### WRITTEN INSTRUCTION A
Report each line of the records that contains the string "candle", treating uppercase and lowercase as different.

### SUPPLIED PASSAGE
Circuits and Systems
Vol.07 No.06(2016), Article ID:66825,9 pages
10.4236/cs.2016.76087

Leakage Analysis of a Low Power 10 Transistor SRAM Cell in 90 nm Technology

Parimaladevi Muthusamy1, Sharmila Dhandapani2

1Department of Information and Communication Engineering, Anna University, Chennai, India

2Department of Electronics and Instrumentation Engineering, Bannari Amman Institute of Technology, Sathyamangalam, India

Copyright © 2016 by authors and Scientific Research Publishing Inc.

This work is licensed under the Creative Commons Attribution International License (CC BY).

### EXERCISE MATERIAL

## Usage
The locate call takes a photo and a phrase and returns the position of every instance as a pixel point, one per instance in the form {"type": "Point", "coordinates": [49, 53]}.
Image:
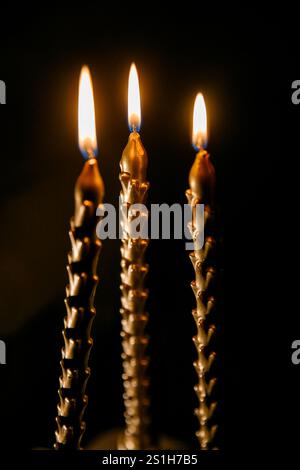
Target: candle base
{"type": "Point", "coordinates": [113, 440]}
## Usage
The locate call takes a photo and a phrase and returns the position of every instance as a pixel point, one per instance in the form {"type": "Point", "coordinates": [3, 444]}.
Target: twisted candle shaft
{"type": "Point", "coordinates": [202, 182]}
{"type": "Point", "coordinates": [80, 291]}
{"type": "Point", "coordinates": [134, 320]}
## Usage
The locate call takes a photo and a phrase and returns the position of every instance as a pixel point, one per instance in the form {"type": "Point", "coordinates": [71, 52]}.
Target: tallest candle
{"type": "Point", "coordinates": [201, 191]}
{"type": "Point", "coordinates": [80, 291]}
{"type": "Point", "coordinates": [133, 271]}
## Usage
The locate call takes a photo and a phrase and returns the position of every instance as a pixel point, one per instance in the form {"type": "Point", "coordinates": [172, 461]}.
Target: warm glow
{"type": "Point", "coordinates": [86, 115]}
{"type": "Point", "coordinates": [134, 101]}
{"type": "Point", "coordinates": [199, 123]}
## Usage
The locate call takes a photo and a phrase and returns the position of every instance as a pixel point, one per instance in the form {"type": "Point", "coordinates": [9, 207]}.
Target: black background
{"type": "Point", "coordinates": [245, 69]}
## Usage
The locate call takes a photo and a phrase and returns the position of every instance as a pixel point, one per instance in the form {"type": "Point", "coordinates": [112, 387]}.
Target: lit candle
{"type": "Point", "coordinates": [201, 191]}
{"type": "Point", "coordinates": [80, 291]}
{"type": "Point", "coordinates": [133, 293]}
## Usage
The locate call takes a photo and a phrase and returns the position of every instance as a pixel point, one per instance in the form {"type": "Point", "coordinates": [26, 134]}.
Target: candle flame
{"type": "Point", "coordinates": [134, 101]}
{"type": "Point", "coordinates": [199, 123]}
{"type": "Point", "coordinates": [87, 138]}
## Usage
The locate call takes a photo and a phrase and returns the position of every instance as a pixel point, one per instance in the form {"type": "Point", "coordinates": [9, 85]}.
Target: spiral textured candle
{"type": "Point", "coordinates": [201, 191]}
{"type": "Point", "coordinates": [133, 297]}
{"type": "Point", "coordinates": [80, 291]}
{"type": "Point", "coordinates": [83, 280]}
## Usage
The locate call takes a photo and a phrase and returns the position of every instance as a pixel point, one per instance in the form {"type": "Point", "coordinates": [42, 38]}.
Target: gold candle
{"type": "Point", "coordinates": [201, 191]}
{"type": "Point", "coordinates": [83, 280]}
{"type": "Point", "coordinates": [133, 166]}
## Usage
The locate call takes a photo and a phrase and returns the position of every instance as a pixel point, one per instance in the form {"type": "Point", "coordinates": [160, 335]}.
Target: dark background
{"type": "Point", "coordinates": [245, 69]}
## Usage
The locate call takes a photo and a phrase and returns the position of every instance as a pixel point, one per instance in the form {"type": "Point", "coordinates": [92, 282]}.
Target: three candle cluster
{"type": "Point", "coordinates": [82, 264]}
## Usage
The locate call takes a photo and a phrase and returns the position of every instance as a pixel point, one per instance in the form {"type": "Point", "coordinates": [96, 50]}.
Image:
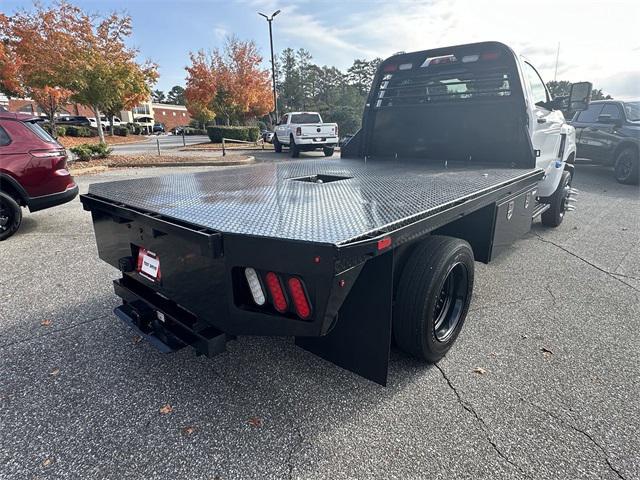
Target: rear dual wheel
{"type": "Point", "coordinates": [627, 166]}
{"type": "Point", "coordinates": [433, 297]}
{"type": "Point", "coordinates": [10, 216]}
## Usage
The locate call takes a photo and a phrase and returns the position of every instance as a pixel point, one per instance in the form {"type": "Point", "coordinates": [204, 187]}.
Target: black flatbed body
{"type": "Point", "coordinates": [356, 200]}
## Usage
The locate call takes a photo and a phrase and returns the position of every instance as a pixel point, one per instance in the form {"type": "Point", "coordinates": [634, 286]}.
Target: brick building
{"type": "Point", "coordinates": [146, 113]}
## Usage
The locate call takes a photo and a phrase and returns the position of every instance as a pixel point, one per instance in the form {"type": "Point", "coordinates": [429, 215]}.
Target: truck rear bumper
{"type": "Point", "coordinates": [165, 325]}
{"type": "Point", "coordinates": [317, 142]}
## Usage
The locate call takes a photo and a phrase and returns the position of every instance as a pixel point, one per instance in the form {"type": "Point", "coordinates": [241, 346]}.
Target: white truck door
{"type": "Point", "coordinates": [282, 129]}
{"type": "Point", "coordinates": [545, 123]}
{"type": "Point", "coordinates": [545, 126]}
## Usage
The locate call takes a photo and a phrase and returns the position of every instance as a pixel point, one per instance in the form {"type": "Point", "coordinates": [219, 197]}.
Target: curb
{"type": "Point", "coordinates": [210, 163]}
{"type": "Point", "coordinates": [207, 163]}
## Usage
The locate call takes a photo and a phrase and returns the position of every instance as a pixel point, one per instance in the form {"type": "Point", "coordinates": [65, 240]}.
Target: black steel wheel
{"type": "Point", "coordinates": [627, 166]}
{"type": "Point", "coordinates": [294, 150]}
{"type": "Point", "coordinates": [10, 216]}
{"type": "Point", "coordinates": [558, 201]}
{"type": "Point", "coordinates": [433, 297]}
{"type": "Point", "coordinates": [328, 151]}
{"type": "Point", "coordinates": [277, 146]}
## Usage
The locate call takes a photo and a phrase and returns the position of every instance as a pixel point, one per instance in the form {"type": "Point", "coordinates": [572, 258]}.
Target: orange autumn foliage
{"type": "Point", "coordinates": [229, 83]}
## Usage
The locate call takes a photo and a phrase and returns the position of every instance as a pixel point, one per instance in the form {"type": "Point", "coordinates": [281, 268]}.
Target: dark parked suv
{"type": "Point", "coordinates": [33, 170]}
{"type": "Point", "coordinates": [608, 132]}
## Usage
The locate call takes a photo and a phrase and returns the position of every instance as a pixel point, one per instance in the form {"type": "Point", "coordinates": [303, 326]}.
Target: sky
{"type": "Point", "coordinates": [599, 40]}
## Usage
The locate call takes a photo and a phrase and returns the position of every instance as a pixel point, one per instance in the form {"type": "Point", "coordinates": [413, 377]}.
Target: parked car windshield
{"type": "Point", "coordinates": [632, 110]}
{"type": "Point", "coordinates": [40, 132]}
{"type": "Point", "coordinates": [305, 118]}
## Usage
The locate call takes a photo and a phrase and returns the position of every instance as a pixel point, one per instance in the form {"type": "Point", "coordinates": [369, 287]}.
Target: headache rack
{"type": "Point", "coordinates": [410, 88]}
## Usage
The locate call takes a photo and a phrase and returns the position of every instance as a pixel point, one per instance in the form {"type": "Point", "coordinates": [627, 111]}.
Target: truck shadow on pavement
{"type": "Point", "coordinates": [89, 385]}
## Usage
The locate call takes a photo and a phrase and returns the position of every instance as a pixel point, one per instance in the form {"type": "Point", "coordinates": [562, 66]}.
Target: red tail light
{"type": "Point", "coordinates": [299, 297]}
{"type": "Point", "coordinates": [277, 294]}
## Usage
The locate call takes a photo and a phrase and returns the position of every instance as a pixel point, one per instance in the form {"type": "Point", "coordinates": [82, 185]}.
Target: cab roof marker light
{"type": "Point", "coordinates": [254, 286]}
{"type": "Point", "coordinates": [470, 58]}
{"type": "Point", "coordinates": [490, 55]}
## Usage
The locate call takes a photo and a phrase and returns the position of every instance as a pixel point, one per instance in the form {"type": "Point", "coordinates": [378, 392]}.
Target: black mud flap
{"type": "Point", "coordinates": [361, 338]}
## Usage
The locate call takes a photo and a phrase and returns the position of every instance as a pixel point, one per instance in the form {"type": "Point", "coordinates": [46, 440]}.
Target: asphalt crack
{"type": "Point", "coordinates": [469, 408]}
{"type": "Point", "coordinates": [580, 431]}
{"type": "Point", "coordinates": [292, 451]}
{"type": "Point", "coordinates": [615, 276]}
{"type": "Point", "coordinates": [51, 332]}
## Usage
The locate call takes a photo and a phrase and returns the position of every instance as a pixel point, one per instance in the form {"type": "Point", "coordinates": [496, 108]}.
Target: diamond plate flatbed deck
{"type": "Point", "coordinates": [264, 200]}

### WRITTEN INSTRUCTION B
Go on with the SRAM leakage article header from the point where it stops.

### FINAL RESULT A
Target: candle base
Target: twisted candle shaft
Target: tallest candle
Target: lit candle
Target: candle flame
Target: spiral textured candle
Target: gold candle
Target: three candle cluster

### FINAL RESULT B
http://creativecommons.org/licenses/by/4.0/

Received 10 March 2016; accepted 24 May 2016; published 27 May 2016

ABSTRACT

In this paper, a novel 10 Transistor Static Random Access Memory (SRAM) cell is proposed. Read and Write bit lines are decoupled in the proposed cell. Feedback loop-cutting with single bit line write scheme is employed in the 10 Transistor SRAM cell to reduce active power consumption during the write operation. Read access time and write access time are measured for proposed cell architecture based on Eldo SPICE simulation using TSMC based 90 nm Complementary Metal Oxide Semiconductor (CMOS) technology at various process corners. Leakage current measurements made on hold mode of operation show that proposed cell architecture is having 12.31 nano amperes as compared to 40.63 nano amperes of the standard 6 Transistor cell. 10 Transistor cell also has better performance in terms of leakage power as compared to 6 Transistor cell.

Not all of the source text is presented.